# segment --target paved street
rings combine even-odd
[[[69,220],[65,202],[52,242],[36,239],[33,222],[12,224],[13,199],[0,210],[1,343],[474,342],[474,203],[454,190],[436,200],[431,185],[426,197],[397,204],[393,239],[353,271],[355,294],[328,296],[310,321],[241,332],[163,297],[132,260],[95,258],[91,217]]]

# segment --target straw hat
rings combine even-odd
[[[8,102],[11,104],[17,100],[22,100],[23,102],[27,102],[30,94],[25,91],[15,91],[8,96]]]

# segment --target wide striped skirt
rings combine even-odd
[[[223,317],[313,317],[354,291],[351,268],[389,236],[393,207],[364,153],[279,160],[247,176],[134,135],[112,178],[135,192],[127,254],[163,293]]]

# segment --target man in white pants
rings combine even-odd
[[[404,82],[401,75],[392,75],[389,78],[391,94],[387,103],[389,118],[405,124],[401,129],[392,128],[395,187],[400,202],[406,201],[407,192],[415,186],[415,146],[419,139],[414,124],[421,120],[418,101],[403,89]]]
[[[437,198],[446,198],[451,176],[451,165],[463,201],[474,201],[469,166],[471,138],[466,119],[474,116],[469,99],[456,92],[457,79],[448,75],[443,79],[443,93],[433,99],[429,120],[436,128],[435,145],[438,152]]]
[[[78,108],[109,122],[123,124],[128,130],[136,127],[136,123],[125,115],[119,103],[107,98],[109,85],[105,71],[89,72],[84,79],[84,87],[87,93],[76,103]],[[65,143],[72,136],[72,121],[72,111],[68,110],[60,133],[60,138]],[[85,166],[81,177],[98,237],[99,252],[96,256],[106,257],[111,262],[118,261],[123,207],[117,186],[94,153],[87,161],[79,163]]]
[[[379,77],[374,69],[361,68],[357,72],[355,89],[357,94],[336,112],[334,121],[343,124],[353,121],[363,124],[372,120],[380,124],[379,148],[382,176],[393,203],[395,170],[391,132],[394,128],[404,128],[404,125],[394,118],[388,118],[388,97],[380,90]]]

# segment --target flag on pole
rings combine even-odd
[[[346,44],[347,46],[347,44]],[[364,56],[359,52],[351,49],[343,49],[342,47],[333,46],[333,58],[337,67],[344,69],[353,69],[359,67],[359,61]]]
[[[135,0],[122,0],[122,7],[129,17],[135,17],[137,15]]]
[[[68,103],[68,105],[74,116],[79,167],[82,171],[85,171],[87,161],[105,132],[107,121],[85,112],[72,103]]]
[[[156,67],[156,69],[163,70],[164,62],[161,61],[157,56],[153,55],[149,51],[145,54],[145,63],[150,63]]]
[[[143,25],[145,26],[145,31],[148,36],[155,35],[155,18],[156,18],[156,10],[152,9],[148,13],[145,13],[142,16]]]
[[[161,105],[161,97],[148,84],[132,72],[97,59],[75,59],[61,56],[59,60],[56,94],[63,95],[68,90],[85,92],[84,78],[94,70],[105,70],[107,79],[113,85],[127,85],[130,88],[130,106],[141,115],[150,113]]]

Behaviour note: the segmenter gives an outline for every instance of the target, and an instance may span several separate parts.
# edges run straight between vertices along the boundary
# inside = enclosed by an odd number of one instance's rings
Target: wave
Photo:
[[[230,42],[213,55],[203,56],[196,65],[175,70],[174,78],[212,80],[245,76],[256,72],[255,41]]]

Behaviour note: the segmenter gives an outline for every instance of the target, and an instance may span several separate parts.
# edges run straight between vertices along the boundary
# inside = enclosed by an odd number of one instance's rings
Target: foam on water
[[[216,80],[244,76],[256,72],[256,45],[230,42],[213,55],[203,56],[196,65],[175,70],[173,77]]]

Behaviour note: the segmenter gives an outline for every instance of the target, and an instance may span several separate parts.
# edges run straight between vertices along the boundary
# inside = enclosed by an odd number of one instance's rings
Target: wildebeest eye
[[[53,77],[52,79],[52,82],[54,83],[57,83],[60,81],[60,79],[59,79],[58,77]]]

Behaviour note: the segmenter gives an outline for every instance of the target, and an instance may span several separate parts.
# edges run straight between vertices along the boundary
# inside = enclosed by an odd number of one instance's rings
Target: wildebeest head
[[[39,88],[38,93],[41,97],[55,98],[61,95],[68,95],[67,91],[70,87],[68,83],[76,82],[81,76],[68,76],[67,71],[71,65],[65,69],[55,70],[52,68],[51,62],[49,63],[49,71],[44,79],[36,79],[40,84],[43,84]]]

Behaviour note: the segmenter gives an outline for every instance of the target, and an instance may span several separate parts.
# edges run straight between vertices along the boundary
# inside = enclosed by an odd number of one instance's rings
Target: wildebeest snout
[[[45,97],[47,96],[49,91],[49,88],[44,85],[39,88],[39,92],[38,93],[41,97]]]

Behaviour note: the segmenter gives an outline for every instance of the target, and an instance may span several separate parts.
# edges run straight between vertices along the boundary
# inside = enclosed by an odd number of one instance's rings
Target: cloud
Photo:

....

WORK TO BE COMPLETED: Exactly as shown, repeat every record.

WRITTEN SOLUTION:
# segment --target paved street
rings combine even-odd
[[[69,220],[65,202],[52,242],[36,239],[33,222],[12,224],[13,199],[0,210],[1,343],[474,342],[474,203],[454,190],[436,200],[431,185],[426,197],[397,204],[393,239],[353,271],[355,294],[328,296],[310,321],[241,332],[163,297],[132,260],[95,258],[91,217]]]

# segment --target straw hat
rings combine even-odd
[[[8,102],[11,104],[17,100],[22,100],[23,102],[27,102],[30,94],[25,91],[15,91],[8,96]]]

# segment --target wide striped skirt
rings combine even-odd
[[[223,317],[313,317],[354,291],[351,268],[389,236],[393,207],[364,153],[279,160],[247,176],[134,135],[112,178],[135,192],[127,254],[163,293]]]

# segment --target man in white pants
rings combine even-odd
[[[404,82],[401,75],[392,75],[389,78],[391,94],[387,103],[389,118],[405,124],[401,129],[392,128],[395,187],[400,202],[406,201],[407,192],[415,186],[415,146],[419,139],[414,124],[421,120],[418,101],[403,89]]]
[[[437,198],[446,198],[451,176],[451,165],[463,201],[474,201],[469,166],[471,138],[466,119],[474,116],[469,99],[456,92],[457,79],[448,75],[443,79],[443,93],[433,99],[429,120],[436,128],[435,145],[438,152]]]
[[[78,108],[109,122],[123,124],[128,130],[136,127],[136,123],[125,115],[119,103],[107,98],[109,85],[105,71],[89,72],[84,79],[84,87],[87,93],[76,103]],[[65,143],[72,136],[72,121],[72,111],[68,110],[60,133],[60,138]],[[85,166],[81,177],[98,237],[99,252],[96,256],[106,257],[111,262],[118,261],[123,207],[117,186],[94,153],[87,161],[79,163]]]
[[[379,77],[374,69],[361,68],[357,72],[355,89],[357,94],[336,112],[334,121],[343,124],[353,121],[363,124],[372,120],[380,124],[379,148],[382,176],[393,203],[395,170],[391,132],[394,128],[404,128],[404,125],[394,118],[388,118],[388,97],[380,90]]]

# segment --target flag on pole
rings combine even-odd
[[[346,44],[347,46],[347,44]],[[364,56],[359,52],[351,49],[343,49],[342,47],[333,46],[333,58],[337,67],[344,69],[353,69],[359,67],[359,61]]]
[[[135,0],[122,0],[122,7],[129,17],[135,17],[137,15]]]
[[[68,103],[68,105],[74,116],[79,167],[82,171],[85,171],[87,161],[105,132],[107,121],[85,112],[72,103]]]
[[[156,67],[156,69],[163,70],[164,62],[161,61],[157,56],[153,55],[149,51],[145,54],[145,63],[150,63]]]
[[[143,25],[145,26],[145,31],[148,36],[155,35],[155,18],[156,18],[156,10],[152,9],[148,13],[145,13],[142,16]]]
[[[161,105],[161,97],[148,84],[132,72],[97,59],[75,59],[61,56],[59,60],[56,94],[63,95],[68,90],[85,92],[84,78],[94,70],[105,70],[107,79],[113,85],[127,85],[130,88],[130,106],[141,115],[150,113]]]

Behaviour note: the segmenter gives an outline for every instance of the target, and an instance may span several separate parts.
# edges run straight between vertices along the boundary
# inside = enclosed by an odd number of one instance's rings
Target: wave
Photo:
[[[230,42],[213,55],[203,56],[196,65],[175,70],[174,78],[212,80],[245,76],[256,72],[255,41]]]

Behaviour note: the segmenter gives an outline for every instance of the target, and an instance may span several separate parts.
# edges run straight between vertices along the boundary
# inside = enclosed by an odd number of one instance's rings
Target: foam on water
[[[216,80],[244,76],[256,72],[256,45],[230,42],[213,55],[203,56],[196,65],[175,70],[173,77]]]

Behaviour note: the segmenter gives an outline for every instance of the target, and an instance may span several separate parts.
# edges run straight between vertices along the boundary
# inside = enclosed by an odd number of one instance's rings
Target: wildebeest eye
[[[53,77],[52,79],[52,82],[54,83],[57,83],[60,81],[60,79],[59,79],[58,77]]]

Behaviour note: the segmenter gives an outline for every instance of the target, and an instance may span several separate parts.
# edges run straight between vertices along the boundary
# inside = enclosed by an odd number of one instance's rings
Target: wildebeest head
[[[39,88],[38,93],[41,97],[55,98],[61,95],[68,95],[67,91],[70,87],[68,83],[76,82],[81,76],[68,76],[67,71],[71,65],[65,69],[55,70],[52,68],[51,62],[49,63],[49,71],[44,79],[36,79],[40,84],[43,84]]]

Behaviour note: the segmenter gives an outline for every instance of the target, and an instance may span several separate parts.
# edges run straight between vertices along the boundary
# inside = enclosed by an odd number of one instance's rings
Target: wildebeest snout
[[[45,97],[47,96],[49,91],[49,88],[44,85],[39,88],[39,92],[38,93],[41,97]]]

Behaviour note: the segmenter gives an outline for every instance of the target, and an instance may span several separate parts.
# edges run straight between vertices along the boundary
# inside = enclosed by an odd number of one instance's rings
Target: cloud
Photo:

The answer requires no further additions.